Records provided:
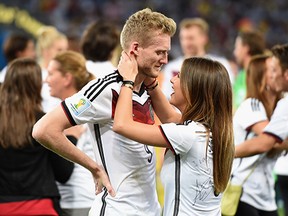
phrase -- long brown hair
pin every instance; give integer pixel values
(256, 82)
(20, 100)
(207, 89)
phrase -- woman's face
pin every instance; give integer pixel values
(275, 79)
(55, 79)
(177, 98)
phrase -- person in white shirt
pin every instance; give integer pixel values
(129, 165)
(67, 74)
(49, 42)
(99, 44)
(251, 117)
(193, 37)
(200, 148)
(276, 131)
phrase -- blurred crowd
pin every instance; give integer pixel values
(225, 17)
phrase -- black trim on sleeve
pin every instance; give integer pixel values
(277, 138)
(177, 185)
(101, 153)
(165, 137)
(67, 113)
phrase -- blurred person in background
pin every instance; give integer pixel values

What you should do: Return all the data above as written, leaving out only the pictures.

Answer below:
phrase -- long brown hair
pin every instance; give integer pixel values
(256, 82)
(20, 100)
(207, 89)
phrase -- woman's face
pin every instance; give integer pixel values
(275, 79)
(55, 79)
(177, 98)
phrase -- person in white shirt
pin every instance; give integer pixel values
(129, 165)
(67, 74)
(49, 42)
(99, 44)
(251, 117)
(193, 37)
(200, 148)
(276, 131)
phrase -- blurred crowd
pin every instance; give integer pixel values
(225, 17)
phrase -- black trim on sleeve
pin every instance; give integer pixel values
(277, 138)
(177, 185)
(101, 153)
(165, 137)
(67, 113)
phrase -- blurred person in background
pin every instance; give integer pixel values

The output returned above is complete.